§ Instruction
Please report every line of the records that contains the word "cloud", matching case exactly.

* BEGIN Exercise input *

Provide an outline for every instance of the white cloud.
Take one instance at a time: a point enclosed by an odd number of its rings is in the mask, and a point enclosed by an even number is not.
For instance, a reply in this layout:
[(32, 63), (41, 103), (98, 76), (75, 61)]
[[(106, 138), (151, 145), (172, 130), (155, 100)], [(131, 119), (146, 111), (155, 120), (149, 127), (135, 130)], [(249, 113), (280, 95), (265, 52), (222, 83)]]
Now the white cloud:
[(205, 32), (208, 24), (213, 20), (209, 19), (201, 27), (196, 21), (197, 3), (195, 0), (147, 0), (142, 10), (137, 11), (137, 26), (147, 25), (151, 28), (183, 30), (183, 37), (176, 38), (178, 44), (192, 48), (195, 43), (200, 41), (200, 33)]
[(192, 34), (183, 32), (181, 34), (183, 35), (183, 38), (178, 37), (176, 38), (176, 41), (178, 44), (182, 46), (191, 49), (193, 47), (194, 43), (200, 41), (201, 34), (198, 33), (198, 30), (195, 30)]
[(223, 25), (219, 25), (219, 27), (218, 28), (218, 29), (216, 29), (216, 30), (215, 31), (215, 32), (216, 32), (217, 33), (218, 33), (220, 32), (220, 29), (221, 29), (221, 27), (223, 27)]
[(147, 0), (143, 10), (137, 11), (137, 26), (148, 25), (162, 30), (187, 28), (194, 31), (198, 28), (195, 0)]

* END Exercise input *

§ Finished answer
Provide an outline for every instance of the white cloud.
Now the white cloud:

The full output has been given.